Work to complete — Find every line in the listing below that contains the string "green", and copy each one. Matching is case-sensitive.

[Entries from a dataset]

◇ ◇ ◇

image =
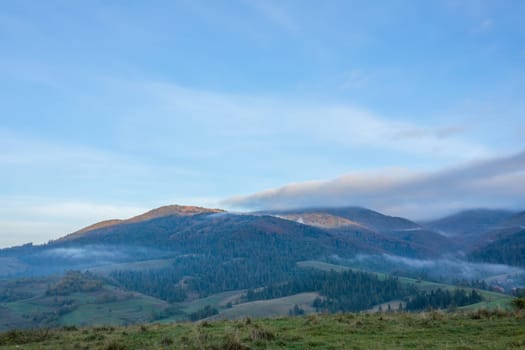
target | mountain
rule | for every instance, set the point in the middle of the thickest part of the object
(473, 222)
(374, 230)
(509, 249)
(517, 220)
(362, 217)
(504, 244)
(177, 210)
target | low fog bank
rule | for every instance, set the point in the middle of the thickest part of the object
(444, 269)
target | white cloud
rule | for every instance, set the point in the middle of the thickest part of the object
(496, 182)
(256, 118)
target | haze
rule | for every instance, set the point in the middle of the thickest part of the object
(108, 109)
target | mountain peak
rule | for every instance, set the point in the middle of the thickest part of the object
(167, 210)
(180, 210)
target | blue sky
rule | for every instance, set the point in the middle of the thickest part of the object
(109, 108)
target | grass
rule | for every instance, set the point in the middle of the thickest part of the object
(433, 330)
(491, 300)
(269, 308)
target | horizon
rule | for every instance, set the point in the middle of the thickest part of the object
(109, 110)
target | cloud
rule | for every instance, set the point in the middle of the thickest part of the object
(495, 182)
(275, 14)
(253, 118)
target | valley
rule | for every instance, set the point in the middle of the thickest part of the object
(177, 263)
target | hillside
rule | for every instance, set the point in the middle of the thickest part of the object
(374, 231)
(168, 210)
(434, 330)
(508, 249)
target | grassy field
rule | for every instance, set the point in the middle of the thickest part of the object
(269, 308)
(472, 330)
(491, 300)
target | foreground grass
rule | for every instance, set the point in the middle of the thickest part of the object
(475, 330)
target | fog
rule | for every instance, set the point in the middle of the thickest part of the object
(444, 269)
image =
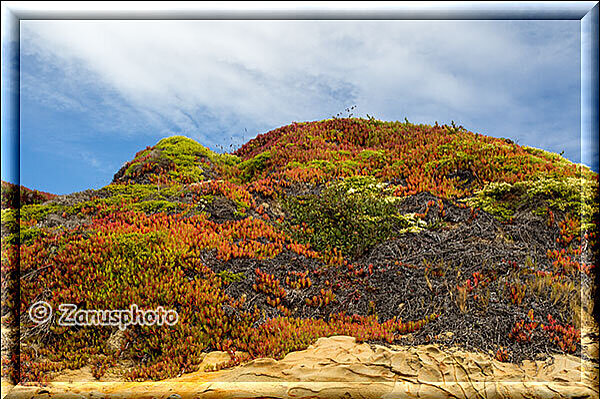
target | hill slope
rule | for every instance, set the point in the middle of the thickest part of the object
(386, 231)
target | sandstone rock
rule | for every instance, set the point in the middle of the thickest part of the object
(340, 367)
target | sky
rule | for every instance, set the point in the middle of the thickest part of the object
(94, 92)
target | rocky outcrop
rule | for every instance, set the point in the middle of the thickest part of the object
(340, 367)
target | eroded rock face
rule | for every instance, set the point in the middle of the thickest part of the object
(340, 367)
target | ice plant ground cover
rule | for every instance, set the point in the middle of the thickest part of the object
(386, 231)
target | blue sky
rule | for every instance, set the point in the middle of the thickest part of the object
(93, 93)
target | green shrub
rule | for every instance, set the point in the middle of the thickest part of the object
(351, 216)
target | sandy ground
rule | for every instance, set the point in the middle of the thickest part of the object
(339, 367)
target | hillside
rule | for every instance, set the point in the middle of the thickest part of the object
(389, 232)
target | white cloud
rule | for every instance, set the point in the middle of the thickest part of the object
(267, 73)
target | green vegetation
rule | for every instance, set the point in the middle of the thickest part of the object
(570, 194)
(350, 216)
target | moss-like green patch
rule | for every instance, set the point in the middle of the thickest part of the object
(253, 166)
(570, 194)
(351, 216)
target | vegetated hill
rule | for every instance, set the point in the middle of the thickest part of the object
(14, 196)
(385, 231)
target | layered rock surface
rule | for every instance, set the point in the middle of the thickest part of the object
(341, 367)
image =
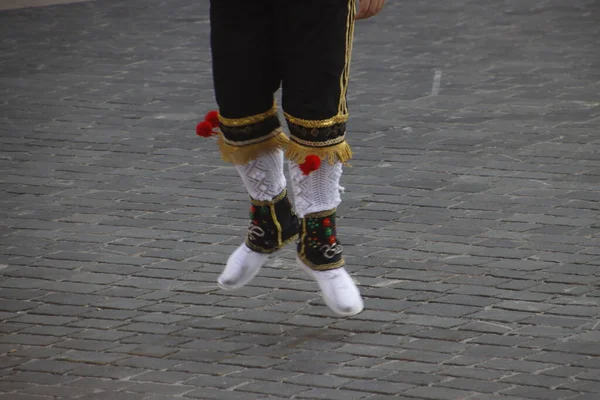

◇ ◇ ◇

Answer to this task —
target | green shrub
target | green vegetation
target | moss-like green patch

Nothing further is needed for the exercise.